● **Text to read**
------------------------------------------------------------

We could also virtually extend the clause with literals using watchlists/stamps/impl. cache and then try to subsume that virtual clause. I forgot what 3-letter acronym Biere et al. gave to this method (it’s one of the 12 on slide 25 here), but, except for the acronym, this idea is pretty simple. You take a binary clause, e.g. xV~y, and if x is in the newly created clause, but y and ~y is not, you add y to the clause. The clause is now bigger, so has a larger chance to be subsumed. You now perform forward subsumption as above, but with the extended clause. Also, take care not to subsume clauses with themselves, which, as you might imagine, can get hairy.

If all of this sounds a bit intricate, this is not even the difficult part. The difficult part is keeping track of time. Where of course by time I don’t actually mean seconds — I mean computation steps that you have to define one way or another and increment counters and set limits. Remember: all this has to be deterministic.

Doing all of the above with a small but complicated instance is super-fast, under 0.001s. With a weird instance where one single literal may occur in more than a million clauses, it can be very-very expensive even for one single try — over 100s. That’s about 5 orders of magnitude of difference. So, you have to be careful. The resolution we cannot skip, but we can abort it (and indicate it up in the call tree). Some of the others we can abort, but then the whole resolution has to be re-started. Some of the above is not critical at all, so you have to use a different time-limit for some, and mark them as too expensive, so at least the basic things get done. This gets complicated, because e.g. forward-subsumption you might want to re-use at other parts of the solver so you have to use a time-limit that isn’t global.

Adding the newly resolved clauses

Adding clauses is simple: we create and link them in. However, we can do more. Since backward-subsumption is fast, we can do that with the newly created clauses. Note that this means the newly created clause could subsume some of the original clauses it was created from — which means the resolvents should be pre-generated and kept in memory.

Another thing: since we know the new clause needs to be added, we might as well shorten it before in any way we can. At this point, we can make use of all the watchlists, stamps and implication cache we have to shorten the new clause: there are no problems with self-dependencies. It will pay off. However, note that shortening the clause before adding it means that we will have to reverse-shorten it later, when this clause might be part of a group of clauses that is touched by a new variable elimination round. So, we are working against ourselves in a way — especially because reverse shortening is pretty expensive and hairy as explained above.

Although this is obvious, but we still have to take care of time-outs. For example, if resolution took so much time that we are already out of time, we must exit asap and not worry about the resolvents. Don’t link, don’t remove, just exit. Time is of essence.

Removing the original clauses

Easy, just unlink them from the occurrence lists. I mean, easy if you don’t care about time, of course. Because unlinking is an O(N^2) operation if you have N clauses and all of them contain the same literal X — the N-long occurrence list of literal X has to be read and updated N times. So, we don’t do this.

------------------------------------------------------------

● **What you need to do**
1) Decide whether each statement agrees with the passage on resolving and subsuming clauses, answering yes or no and quoting the words from the passage that settle it. (a) A small but complicated instance can be processed in under 0.001s. (b) Forward subsumption is named as the fast check to run on newly created clauses. (c) The computation steps used to keep track of time do not need to be deterministic.
2) Duplicate word for word the part of the passage on resolving and subsuming clauses that opens with the words containing "Although this is" and closes with "is of essence.".
3) Pick up the passage on resolving and subsuming clauses after its last sentence and continue it.
The entries after this point are separate material and have no connection to the passage on resolving and subsuming clauses.

------------------------------------------------------------

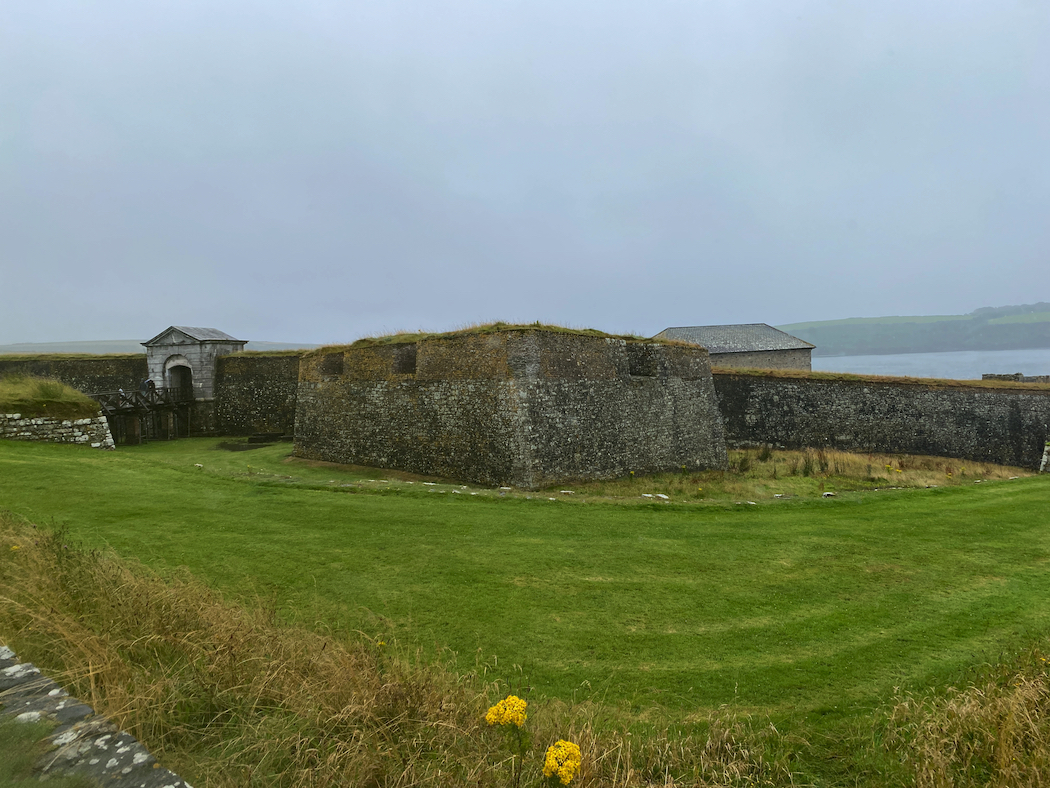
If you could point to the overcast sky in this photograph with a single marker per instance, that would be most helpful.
(315, 171)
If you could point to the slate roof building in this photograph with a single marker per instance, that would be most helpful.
(183, 357)
(747, 346)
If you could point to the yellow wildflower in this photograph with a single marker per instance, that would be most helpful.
(562, 761)
(508, 711)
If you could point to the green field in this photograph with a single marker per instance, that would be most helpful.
(811, 609)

------------------------------------------------------------

● **Answers to the exercises**
1)
(a) Yes: "Doing all of the above with a small but complicated instance is super-fast, under 0.001s."
(b) No: "Since backward-subsumption is fast, we can do that with the newly created clauses."
(c) No: "Remember: all this has to be deterministic."

2)
Although this is obvious, but we still have to take care of time-outs. For example, if resolution took so much time that we are already out of time, we must exit asap and not worry about the resolvents. Don’t link, don’t remove, just exit. Time is of essence.

3)
First of all, a special case: the two occurrence lists of the variable we are removing can simply be .clear()-ed. It’s no longer needed. Secondly, we shouldn’t unlink clauses one-by-one. Instead, we should mark the clause as removed, and then not care about the clause later. Once variable elimination is finished, we do a sweep of all the occurrence lists and clauses and remove the clauses that have been marked. This means that e.g. forward and backward subsumption gets more hairy (we shouldn’t subsume with a clause that’s been marked as removed but is still in the occurrence list) but that O(N^2) becomes O(N) which for problems where N is large makes quite a bit of difference. Like, the difference of 100s vs. 10s for a the same exact thing.

The untold horrors

On top of what’s above, you might like to generate some statistics about what worked and what didn’t. You might like to dump these statistics to a database. You might like to not create resolutions that are not needed as the irreduntant clauses form an AND/ITE gate. Or multiple gates. You might like to eliminate only a subset of variables at each call so that you don’t make your system too sparse and thus reduce arc consistency. You might want to vary this limit based on the problem at hand. You might want to do many other things that are not detailed above.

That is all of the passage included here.